## [WHAT THIS TASK INVOLVES]
Transcribe every entry word for word, leaving out all images.

## [AVAILABLE DATA]
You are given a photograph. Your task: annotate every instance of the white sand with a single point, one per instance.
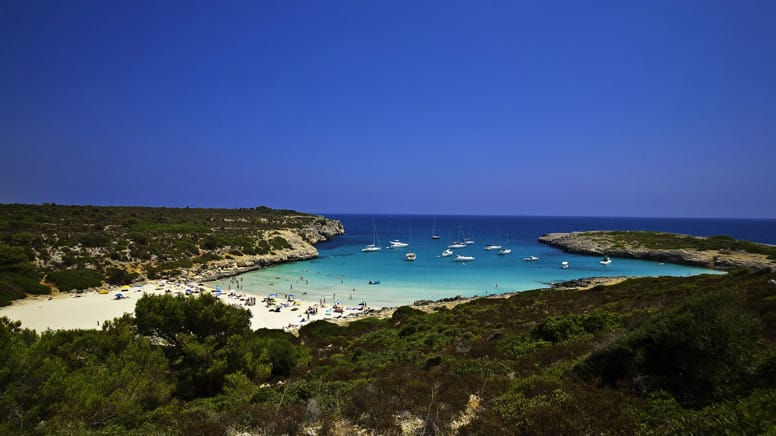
(90, 309)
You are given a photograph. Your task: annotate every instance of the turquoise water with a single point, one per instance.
(342, 272)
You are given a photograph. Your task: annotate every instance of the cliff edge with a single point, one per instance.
(719, 252)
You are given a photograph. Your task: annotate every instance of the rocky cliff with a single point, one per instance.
(627, 244)
(300, 246)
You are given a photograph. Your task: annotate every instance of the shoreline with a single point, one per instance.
(89, 309)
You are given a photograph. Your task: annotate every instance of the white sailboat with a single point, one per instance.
(375, 245)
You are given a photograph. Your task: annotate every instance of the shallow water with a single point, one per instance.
(342, 272)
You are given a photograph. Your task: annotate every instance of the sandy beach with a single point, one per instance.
(89, 309)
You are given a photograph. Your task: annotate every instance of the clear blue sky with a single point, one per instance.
(621, 108)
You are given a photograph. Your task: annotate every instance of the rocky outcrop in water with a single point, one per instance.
(602, 243)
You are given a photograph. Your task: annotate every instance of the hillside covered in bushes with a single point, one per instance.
(691, 355)
(78, 247)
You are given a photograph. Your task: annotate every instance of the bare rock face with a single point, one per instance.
(599, 243)
(301, 242)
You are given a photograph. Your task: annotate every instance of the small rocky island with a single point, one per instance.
(717, 252)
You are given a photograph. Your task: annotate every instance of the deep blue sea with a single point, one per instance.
(342, 272)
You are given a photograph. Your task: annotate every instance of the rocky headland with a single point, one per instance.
(301, 246)
(720, 253)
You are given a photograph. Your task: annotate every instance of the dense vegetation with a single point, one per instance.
(77, 247)
(668, 241)
(689, 355)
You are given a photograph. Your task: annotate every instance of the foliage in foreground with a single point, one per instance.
(656, 355)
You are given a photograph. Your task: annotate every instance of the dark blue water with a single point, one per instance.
(342, 271)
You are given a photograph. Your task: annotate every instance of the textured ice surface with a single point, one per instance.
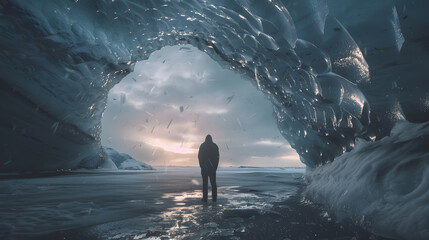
(334, 70)
(382, 185)
(124, 161)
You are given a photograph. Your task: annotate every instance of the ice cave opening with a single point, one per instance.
(161, 112)
(347, 79)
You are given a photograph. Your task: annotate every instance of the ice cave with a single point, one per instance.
(347, 80)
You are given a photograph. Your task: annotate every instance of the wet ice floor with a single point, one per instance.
(253, 203)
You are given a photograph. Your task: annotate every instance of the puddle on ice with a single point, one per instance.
(112, 206)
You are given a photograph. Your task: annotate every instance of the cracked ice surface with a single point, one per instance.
(334, 70)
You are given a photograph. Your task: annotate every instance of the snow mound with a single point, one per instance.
(124, 161)
(382, 185)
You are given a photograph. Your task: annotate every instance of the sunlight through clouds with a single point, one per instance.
(161, 113)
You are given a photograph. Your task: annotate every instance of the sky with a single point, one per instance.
(162, 112)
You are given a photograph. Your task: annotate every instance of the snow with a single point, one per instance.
(60, 58)
(306, 56)
(124, 161)
(381, 185)
(162, 204)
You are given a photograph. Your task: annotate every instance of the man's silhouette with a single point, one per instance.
(208, 156)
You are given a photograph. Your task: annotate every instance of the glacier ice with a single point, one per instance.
(124, 161)
(382, 185)
(334, 70)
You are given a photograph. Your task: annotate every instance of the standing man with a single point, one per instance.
(208, 156)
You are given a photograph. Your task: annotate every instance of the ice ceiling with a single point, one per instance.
(334, 70)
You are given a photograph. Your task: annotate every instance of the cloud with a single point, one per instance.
(175, 98)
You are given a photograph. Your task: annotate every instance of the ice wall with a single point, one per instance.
(381, 185)
(334, 71)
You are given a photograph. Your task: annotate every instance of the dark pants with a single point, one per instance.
(212, 175)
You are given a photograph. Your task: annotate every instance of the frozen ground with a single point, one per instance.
(254, 203)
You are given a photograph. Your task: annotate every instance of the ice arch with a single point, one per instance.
(59, 59)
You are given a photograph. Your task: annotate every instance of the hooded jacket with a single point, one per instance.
(208, 155)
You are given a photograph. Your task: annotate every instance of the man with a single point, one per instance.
(208, 156)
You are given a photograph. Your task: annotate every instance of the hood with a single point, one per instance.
(209, 138)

## [FINAL ANSWER]
You are given a photograph. Your task: annotate every instance of the white sand with a single point, one per instance.
(90, 309)
You are given a photograph. Your task: annotate every instance of the turquoise water with a single point, one per instance.
(342, 272)
You are given a photograph. Your task: annotate every instance of the cliff edge with a single point, one per instance.
(719, 252)
You are given a photograph. Your task: annotate every instance of the rocky cliff with a single point, one per instance.
(627, 244)
(300, 246)
You are given a photograph. Your task: annotate every instance of the shoreline with a single point, one per instance.
(89, 309)
You are given a photograph. Your task: annotate every instance of the white sailboat with a single point, one per instance.
(375, 245)
You are given a photograph. Your task: annotate every instance of the shallow water with a single point, one per instance.
(342, 272)
You are given a photograph. Your task: annotate every instance of the sandy beach with a single point, one per instance.
(89, 309)
You are given a photograph. Your task: annotate every instance of the clear blue sky with a single point, one per instance.
(621, 108)
You are given a photograph. Your task: annotate every instance of the rocky outcrop in water with a single point, one per instance.
(602, 243)
You are given a photograph. Your task: annotate every instance of the hillside covered in bushes with a single point, one per instance.
(691, 355)
(78, 247)
You are given a photograph. Your task: annotate every instance of the bare rock face with a single point, one per instance.
(599, 243)
(301, 242)
You are given a photograph. Your task: annotate every instance of the small rocky island with a single point, one per instance.
(717, 252)
You are given a photograph. Your task: annotate every instance of the deep blue sea with a single point, one per instance.
(342, 272)
You are given a photograph. Your task: annotate every instance of the rocky headland with a single point, one per instance.
(301, 246)
(720, 253)
You are given a photograph. Your task: annotate every instance of the dense vegetation with a single point, one per instance.
(77, 247)
(668, 241)
(689, 355)
You are given a photograph. Your task: annotate every instance of the foliage in foreground with a single point, one per instance.
(656, 355)
You are given a photograph. Your task: annotate every instance of the dark blue water with a single point, one per instance.
(342, 271)
You are given a photograph. Your task: annotate every instance of the textured ice surface with a single point, one per instance.
(334, 70)
(382, 185)
(124, 161)
You are given a photograph. Your task: annotate every instance of the ice cave opening with a single point, one per instance.
(161, 112)
(347, 79)
You are given a photograph. Your task: annotate every instance of the ice cave with a single point, one per instance.
(347, 80)
You are given a photograph. Your task: annotate every instance of the wet ice floor with a single point, one per instance.
(253, 203)
You are given a photograph. Your task: annotate every instance of the puddle on ice with a single point, one per instance.
(112, 206)
You are given a photograph. Your task: annotate every instance of the cracked ice surface with a single point, one per instance.
(334, 70)
You are given a photograph. Your task: annotate every instance of the snow mound with a single point, one per instance.
(124, 161)
(382, 185)
You are given a photograph. Your task: annotate every instance of the sunlight through clouds with a single point, one per instance.
(161, 113)
You are given a photograph. Your task: annotate every instance of the sky with a single point, one per instance.
(162, 112)
You are given a photograph. Your task: annotate every instance of the snow with a single point, one per instance.
(60, 58)
(306, 56)
(124, 161)
(381, 185)
(162, 204)
You are given a photograph. Your task: annotate every instance of the man's silhouette with a single point, one per instance.
(208, 156)
You are given a photograph. Your task: annotate every instance of the glacier ice with a single point, one per instance.
(124, 161)
(382, 185)
(334, 70)
You are given a photograph. Your task: annotate every instance of the standing man with a single point, one per instance.
(208, 156)
You are given a photograph. Your task: annotate every instance of the ice ceiling with a single point, one per instance.
(334, 70)
You are given a photograph. Your task: annotate every instance of the cloud with a single point, one per instance.
(175, 98)
You are given a photograph. Your task: annotate every instance of the ice wall with a single point, one per instance.
(381, 185)
(334, 71)
You are given a photograph. Your task: annotate every instance of the dark pants with a single point, one per instance.
(212, 175)
You are given a photograph. Your task: annotate every instance of the frozen ground with a single point, one per instance.
(254, 203)
You are given a photograph. Your task: annotate every instance of the ice arch with a single point, one per instance.
(59, 59)
You are given a photograph. Your task: annotate every instance of the hooded jacket with a single point, one per instance.
(208, 155)
You are given a photograph. Your task: annotate every instance of the man with a single point, one per instance.
(208, 156)
You are given a photograph. Your task: annotate every instance of the hood with a single point, one per instance.
(209, 138)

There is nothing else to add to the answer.